_ABOUT THIS TASK_. Say whether each statement below agrees with the text about the Queen's address, answering yes or no and quoting the words from the text that settle it. 1. The Queen's address was her first special address to the nation since 2012. 2. The prime minister had been in self-isolation for less than a week before the address. 3. The Queen spoke from a study inside Windsor Castle.

_READING TEXT_.

━━━━━━━━━━━━━━━━

Longevity, the simple fact of time, gives the Queen an unmatched presence in British life. The way she has personally sought to carry out the role has added power and solemnity to the position. Because she rarely intervenes—and never politically—each time she does carries weight. Last night, she made a special address to the nation for the first time since her diamond jubilee in 2012, itself the first time she had formally spoken out since her mother’s death in 2002. Before that, 1997 was the last time she had done so, because of an event so grave it was deemed necessary—the death of Diana, Princess of Wales. That she chose to again during this pandemic had the perverse effect of making the situation feel even more solemn.
In hindsight, the two weeks of national lockdown preceding the Queen’s address were marked by an unnerving void. The prime minister, even before last night’s news, had been in self-isolation for more than a week after contracting COVID-19. The health secretary had also caught it, along with the chief medical officer—the principal adviser informing the prime minister on his strategy. Meanwhile, the Labour Party was waiting for its interminable leadership process to reach its conclusion. All the while, the death toll was climbing ever closer to the hidden peak. The timing of the Queen’s intervention was crucial.
Dressed in green and speaking from an ornate study inside Windsor Castle, the Queen set the crisis alongside the national struggle during the Second World War. She said she wanted to offer reassurance that if the country remained “united and resolute,” it would overcome this latest obstacle. “I hope in the years to come, everyone will be able to take pride in how they responded to this challenge,” she said. It was an old-fashioned call to arms. She finished, though, with hope. Although we will have more to endure in the coming weeks, she said, better days will return: “We will be with our friends again; we will be with our families again; we will meet again.” The payoff was a conscious nod to what had become the anthem of the Second World War, “We’ll Meet Again,” by Vera Lynn: “Don’t know where / Don’t know when / But I know we’ll meet again some sunny day.”
The Queen is the only public figure able to personally link the current fight against the pandemic to the Second World War, the prior struggle that still defines the country, at least in its own perception. The message was well pitched, nodding to the young and old, frontline and staying-at-home. It cast her as a spiritual leader, more than merely figurative.

━━━━━━━━━━━━━━━━

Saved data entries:
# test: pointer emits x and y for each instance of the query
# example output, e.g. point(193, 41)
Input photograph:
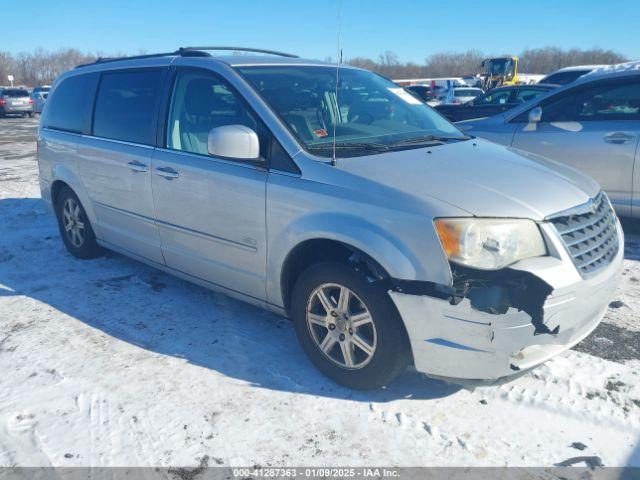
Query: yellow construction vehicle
point(499, 71)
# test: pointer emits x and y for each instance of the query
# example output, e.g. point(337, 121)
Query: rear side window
point(69, 108)
point(16, 93)
point(126, 106)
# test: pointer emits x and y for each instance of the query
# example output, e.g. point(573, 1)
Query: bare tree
point(450, 64)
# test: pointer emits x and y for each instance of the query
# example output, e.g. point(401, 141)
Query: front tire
point(348, 326)
point(75, 227)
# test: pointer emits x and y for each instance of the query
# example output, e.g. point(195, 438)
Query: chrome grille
point(589, 233)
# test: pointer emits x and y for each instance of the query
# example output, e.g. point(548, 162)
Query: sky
point(412, 29)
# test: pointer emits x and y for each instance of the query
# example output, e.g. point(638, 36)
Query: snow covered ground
point(108, 362)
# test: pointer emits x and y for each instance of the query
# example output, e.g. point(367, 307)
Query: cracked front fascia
point(490, 291)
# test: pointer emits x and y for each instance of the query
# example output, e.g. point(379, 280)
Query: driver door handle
point(619, 138)
point(167, 172)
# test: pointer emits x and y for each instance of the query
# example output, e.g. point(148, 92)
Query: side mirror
point(535, 115)
point(234, 141)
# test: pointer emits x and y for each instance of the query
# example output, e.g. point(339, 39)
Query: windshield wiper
point(428, 139)
point(349, 146)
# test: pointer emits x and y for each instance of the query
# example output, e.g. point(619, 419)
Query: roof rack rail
point(184, 51)
point(134, 57)
point(188, 52)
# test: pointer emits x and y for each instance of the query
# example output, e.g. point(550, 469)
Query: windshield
point(562, 78)
point(14, 93)
point(367, 112)
point(500, 66)
point(467, 92)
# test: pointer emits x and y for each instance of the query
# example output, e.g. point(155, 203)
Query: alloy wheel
point(341, 326)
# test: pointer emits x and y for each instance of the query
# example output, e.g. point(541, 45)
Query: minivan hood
point(479, 177)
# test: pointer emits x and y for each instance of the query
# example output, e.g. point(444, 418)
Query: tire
point(386, 336)
point(75, 228)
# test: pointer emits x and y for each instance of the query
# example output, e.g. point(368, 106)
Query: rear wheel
point(348, 326)
point(75, 227)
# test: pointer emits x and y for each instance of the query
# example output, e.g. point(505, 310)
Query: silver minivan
point(330, 195)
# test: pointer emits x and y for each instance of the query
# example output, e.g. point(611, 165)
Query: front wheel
point(348, 326)
point(75, 227)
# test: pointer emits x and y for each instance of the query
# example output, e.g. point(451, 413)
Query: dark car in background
point(491, 103)
point(15, 101)
point(423, 92)
point(569, 74)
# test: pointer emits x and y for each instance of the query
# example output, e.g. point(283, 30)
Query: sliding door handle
point(167, 172)
point(619, 138)
point(137, 166)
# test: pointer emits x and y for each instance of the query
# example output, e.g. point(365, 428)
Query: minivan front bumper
point(461, 341)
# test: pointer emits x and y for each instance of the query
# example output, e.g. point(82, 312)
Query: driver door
point(210, 210)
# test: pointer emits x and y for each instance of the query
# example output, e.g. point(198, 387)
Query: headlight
point(487, 243)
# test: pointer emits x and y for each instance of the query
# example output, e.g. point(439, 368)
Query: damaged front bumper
point(487, 332)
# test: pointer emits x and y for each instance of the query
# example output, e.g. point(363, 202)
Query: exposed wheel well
point(55, 190)
point(314, 251)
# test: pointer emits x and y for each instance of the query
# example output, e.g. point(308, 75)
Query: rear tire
point(75, 228)
point(340, 341)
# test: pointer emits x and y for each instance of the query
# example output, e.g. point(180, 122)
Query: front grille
point(589, 232)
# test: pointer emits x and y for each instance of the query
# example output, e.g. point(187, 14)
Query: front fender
point(392, 255)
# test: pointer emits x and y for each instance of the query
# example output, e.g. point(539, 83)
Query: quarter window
point(201, 102)
point(126, 106)
point(610, 101)
point(70, 104)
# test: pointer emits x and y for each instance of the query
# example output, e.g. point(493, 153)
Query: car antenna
point(336, 113)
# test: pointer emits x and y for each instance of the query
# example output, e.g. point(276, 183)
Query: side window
point(526, 94)
point(126, 105)
point(69, 107)
point(493, 98)
point(607, 101)
point(200, 102)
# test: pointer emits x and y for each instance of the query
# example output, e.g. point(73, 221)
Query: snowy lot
point(109, 362)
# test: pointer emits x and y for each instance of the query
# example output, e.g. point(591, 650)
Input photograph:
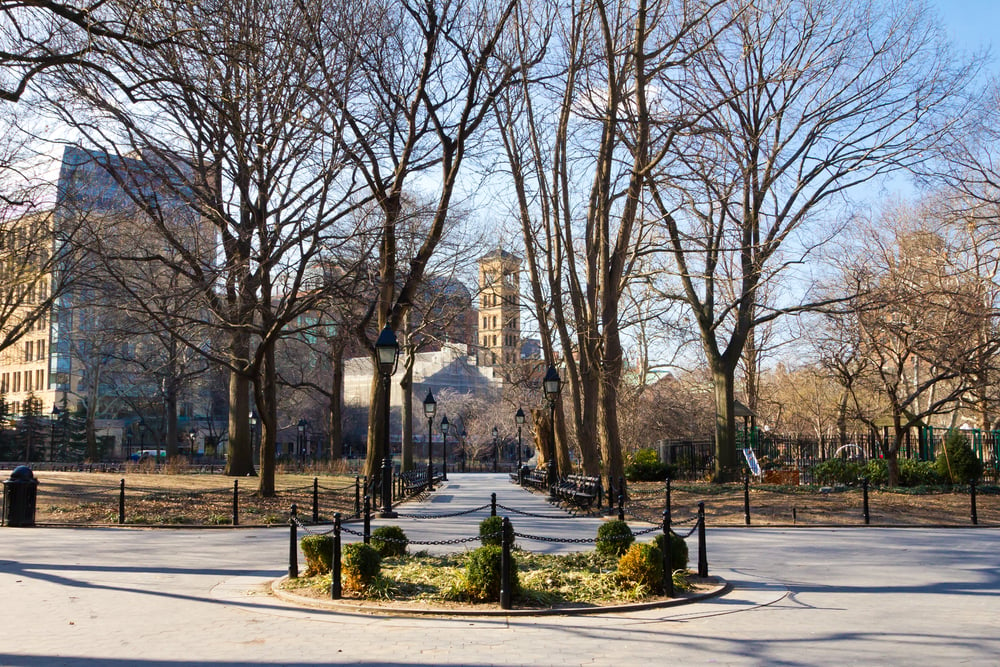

━━━━━━━━━━━━━━━━

_WORKED SOLUTION_.
1. Yes: "she made a special address to the nation for the first time since her diamond jubilee in 2012"
2. No: "had been in self-isolation for more than a week after contracting COVID-19"
3. Yes: "speaking from an ornate study inside Windsor Castle"